[STATED PROBLEM]
Go through the entries below and print each one exactly, leaving out pictures.

[MATERIAL PROVIDED]

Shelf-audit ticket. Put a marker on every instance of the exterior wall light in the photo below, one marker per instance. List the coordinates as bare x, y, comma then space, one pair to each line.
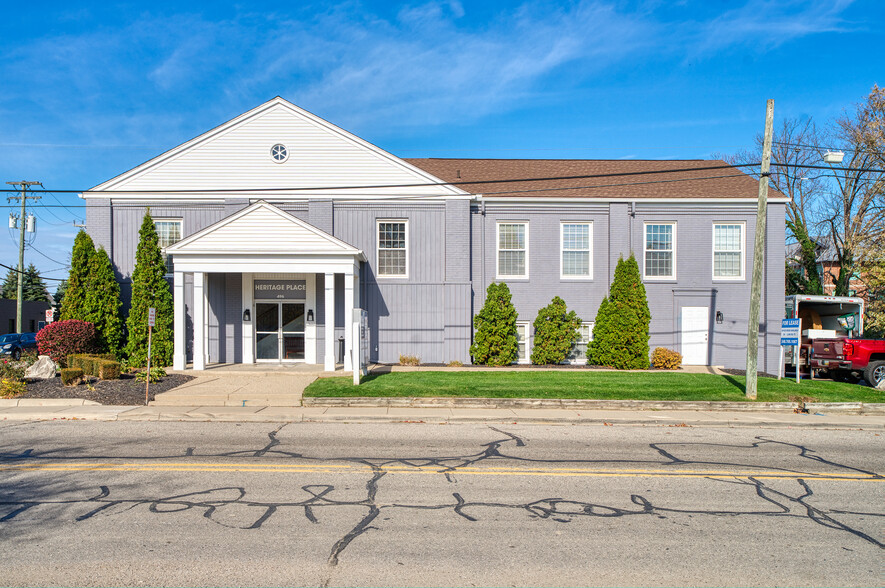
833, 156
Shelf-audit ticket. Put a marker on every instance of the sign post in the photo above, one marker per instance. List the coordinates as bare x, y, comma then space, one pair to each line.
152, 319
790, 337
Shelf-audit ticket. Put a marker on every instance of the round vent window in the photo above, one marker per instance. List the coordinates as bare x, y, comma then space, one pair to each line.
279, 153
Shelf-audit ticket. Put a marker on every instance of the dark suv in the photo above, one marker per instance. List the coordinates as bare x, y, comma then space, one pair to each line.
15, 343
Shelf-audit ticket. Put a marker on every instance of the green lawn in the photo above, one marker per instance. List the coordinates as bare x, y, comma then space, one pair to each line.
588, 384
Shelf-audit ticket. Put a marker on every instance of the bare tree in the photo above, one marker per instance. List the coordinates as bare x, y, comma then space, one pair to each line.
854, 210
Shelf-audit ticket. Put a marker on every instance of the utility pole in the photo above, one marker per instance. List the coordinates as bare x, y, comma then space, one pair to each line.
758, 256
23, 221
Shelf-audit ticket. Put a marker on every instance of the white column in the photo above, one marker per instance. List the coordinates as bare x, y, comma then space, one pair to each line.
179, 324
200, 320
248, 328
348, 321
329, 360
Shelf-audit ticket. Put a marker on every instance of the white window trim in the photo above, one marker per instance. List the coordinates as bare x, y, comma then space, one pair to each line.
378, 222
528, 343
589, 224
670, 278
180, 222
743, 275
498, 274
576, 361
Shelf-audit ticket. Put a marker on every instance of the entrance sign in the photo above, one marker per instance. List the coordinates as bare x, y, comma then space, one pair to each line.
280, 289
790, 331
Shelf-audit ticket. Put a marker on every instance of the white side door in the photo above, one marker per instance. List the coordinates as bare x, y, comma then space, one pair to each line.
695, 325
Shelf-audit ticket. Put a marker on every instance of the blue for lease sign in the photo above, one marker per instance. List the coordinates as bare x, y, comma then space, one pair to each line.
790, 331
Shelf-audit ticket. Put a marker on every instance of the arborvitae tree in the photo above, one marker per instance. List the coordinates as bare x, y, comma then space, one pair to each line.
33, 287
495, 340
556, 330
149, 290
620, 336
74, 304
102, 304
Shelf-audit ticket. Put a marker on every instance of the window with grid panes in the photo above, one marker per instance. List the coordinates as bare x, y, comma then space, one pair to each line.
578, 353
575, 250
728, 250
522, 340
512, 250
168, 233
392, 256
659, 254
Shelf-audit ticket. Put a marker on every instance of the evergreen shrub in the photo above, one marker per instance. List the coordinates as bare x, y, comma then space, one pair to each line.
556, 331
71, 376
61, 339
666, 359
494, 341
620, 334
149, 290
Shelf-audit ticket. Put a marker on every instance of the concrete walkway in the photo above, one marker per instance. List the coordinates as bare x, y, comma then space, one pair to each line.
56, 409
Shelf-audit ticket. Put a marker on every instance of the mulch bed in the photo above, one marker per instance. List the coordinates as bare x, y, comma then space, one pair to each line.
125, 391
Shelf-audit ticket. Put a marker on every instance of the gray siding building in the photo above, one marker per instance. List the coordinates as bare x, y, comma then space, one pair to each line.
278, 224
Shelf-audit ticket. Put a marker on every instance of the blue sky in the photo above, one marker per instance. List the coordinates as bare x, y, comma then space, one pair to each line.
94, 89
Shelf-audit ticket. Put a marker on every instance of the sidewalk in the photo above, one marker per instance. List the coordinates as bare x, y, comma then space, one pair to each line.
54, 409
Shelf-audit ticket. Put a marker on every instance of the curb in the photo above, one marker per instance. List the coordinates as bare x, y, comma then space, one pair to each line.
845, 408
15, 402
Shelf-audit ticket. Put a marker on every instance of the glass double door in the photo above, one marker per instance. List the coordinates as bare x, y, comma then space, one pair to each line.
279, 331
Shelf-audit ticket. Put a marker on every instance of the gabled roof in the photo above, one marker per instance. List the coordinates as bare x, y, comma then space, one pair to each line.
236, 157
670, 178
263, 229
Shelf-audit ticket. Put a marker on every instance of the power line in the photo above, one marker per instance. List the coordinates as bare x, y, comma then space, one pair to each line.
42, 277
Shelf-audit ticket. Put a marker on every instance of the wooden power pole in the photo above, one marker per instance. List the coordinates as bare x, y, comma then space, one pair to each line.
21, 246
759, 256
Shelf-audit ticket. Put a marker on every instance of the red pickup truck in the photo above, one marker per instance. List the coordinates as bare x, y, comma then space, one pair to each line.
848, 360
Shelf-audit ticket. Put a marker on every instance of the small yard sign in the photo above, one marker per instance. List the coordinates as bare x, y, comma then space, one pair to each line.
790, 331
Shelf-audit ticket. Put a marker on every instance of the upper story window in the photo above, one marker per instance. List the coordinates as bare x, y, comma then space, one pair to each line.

[REPLY]
Shelf-audit ticket. Put a marker on every instance of the exterior wall light in the photo below, one marker per instance. List the coordinates as bare x, y, comma then space, one pair to each line.
833, 156
Shelf-audit ticket. Put a marker on every instance of the sign post in the photo above, one marker per instance. List the coordinates as bare x, y, comma then space, one pair to each line.
152, 319
790, 337
Shelf-audit ticket. Put a marker on every instance of the round vent window in the photo above, one marker per instance. List the coordinates as bare x, y, comma then space, one pair to each line.
279, 153
Shelf-audit ticket. Put a marker on every instance of the dark suv in the photo above, one marker per instance. List the coordinates as bare x, y, comma then space, one pair to each line.
15, 343
Shelf-audit ticket. Put a marker on every instance of the green lawn in the photo above, one marker per instance. List the coordinates as bare x, y, comma then space, one pair to each line.
588, 384
Shelf-audit ticket. Put a marker on every instance of the bare tree in the photo above, one marker per instance. List the coordinates as bare x, y, comma then space, one pair to each line.
854, 210
Shelf-audit ticket. Put a marker on every instance of the utility pole in the photo above, one marker per instance. List the coordinates as bare x, y, comma then space, one pair to each line.
758, 256
23, 221
Shelf-audit ticket. Put a marker on every instance of the white column in the photo above, one marker per instance. List the coordinates as bare x, y, comma then space, one pair to each line.
179, 324
200, 320
248, 328
348, 321
329, 360
Shelf-audit ticket. Put a marker on every instance of the white window trim in the photo above, one marker per instance. List the coordinates as bare x, y, comma then space, one pair to each line.
378, 222
528, 343
589, 224
670, 278
180, 222
743, 275
498, 274
576, 361
Shelf-audit ticket. Put a marker on every instance of the entrance sign in the photo above, one marker per instance. List the coordinates as bare x, y, comma then space, one pair to each line.
280, 289
790, 331
Shelf-audit ticket. Put a marker on every instance of the white side door in the photo above, one marker per instance. List the coordinates as bare x, y, comma then space, one pair to each line.
695, 325
Shelf-audit ticket. Put a marker on every instance of the blue for lease sign in the photo above, one marker per instance. List the coordinates as bare x, y, comma then space, one pair to each line.
790, 331
Shelf-audit ticket. Put a marker on every instance of the arborvitae tree in the photo above, one marker per instance. List the coordinates as bare x, y, comma then space, one pair to each line.
33, 287
495, 340
556, 330
149, 290
620, 336
74, 304
102, 304
Shelf-audit ticket. Put a marker on every instance of the window with grid panes in the photo above, one marker per instance. List the coordinates as bare x, y, comma then space, one pair to each line.
578, 353
575, 250
728, 250
522, 340
512, 250
168, 233
392, 256
659, 254
Shelf-audit ticket. Put a marker on every instance of the evergreen shrub in the photo above, one marker per instance. List the coordinates as bare x, y, comma then space, one pair to each line.
556, 331
71, 376
61, 339
666, 359
494, 341
620, 334
149, 290
Shelf-audit ticket. Put a marker on every instance of the concrete walkway in the photo above, one marker per instance. List the coordinates as bare x, y, comma then space, one pair to each line.
56, 409
Shelf-audit ticket. Put a marker on every instance of the mulch bed in the photo above, one marker per instance. List the coordinates as bare x, y, comma then space, one pair to each line.
125, 391
Shelf-audit ticket. Put a marker on every instance of the gray siding building in the photo above, one marker per instance. List the coordinates as bare x, y, comma then space, one pair to each line.
278, 224
Shelf-audit ticket. Put a marker on every instance of the blue sky in the photo above, one marker per instance. List the coordinates as bare x, y, comma then space, one pair to each line.
94, 89
Shelf-audit ticket. Put a marker on every instance of the sidewalk in the photo above, one marker per instance. List the coordinates as bare x, y, comma then space, one pair to each line.
54, 409
Shelf-audit ticket. Put a marker on every instance of the curb in the photo above, one marker per instance. List the coordinates as bare x, y, comma then space, one pair to each line.
845, 408
15, 402
Shelf-audit ticket. Put a marker on every instance of the glass double door in the photo above, one marker per instance. List the coordinates as bare x, y, comma then space, one pair to each line.
279, 331
Shelf-audit ticket. Put a marker on every instance of the gabled roof in the photo above, one marker per instance. List the coordinates as bare x, y, comma then space, one pair to each line.
236, 157
670, 178
263, 229
Shelf-audit ticket. Put a marker on every instance of the power line in the photo above, one marker per instance. List the coordinates as bare x, y, comma then space, one pair to each line.
42, 277
Shelf-audit ticket. Put a marker on every instance of the wooden power pole in the photo above, one marker per instance. List the coordinates as bare x, y, comma then space, one pair to each line.
21, 246
759, 256
Shelf-audit ticket. Put a marker on every instance of the red pickup truck in the photo above, one marker per instance. List the coordinates as bare x, y, comma then space, one pair to each line.
848, 360
Shelf-audit ticket. Put a marker on every instance of the small yard sign in the photo above, one marker per instance. List the coordinates as bare x, y, comma then space, one pair to each line.
790, 331
Shelf-audit ticket. Put a marker on every instance of the upper story window in the photo above, one marker per instance. List the coordinates as bare x, y, comma then space, one pair to each line.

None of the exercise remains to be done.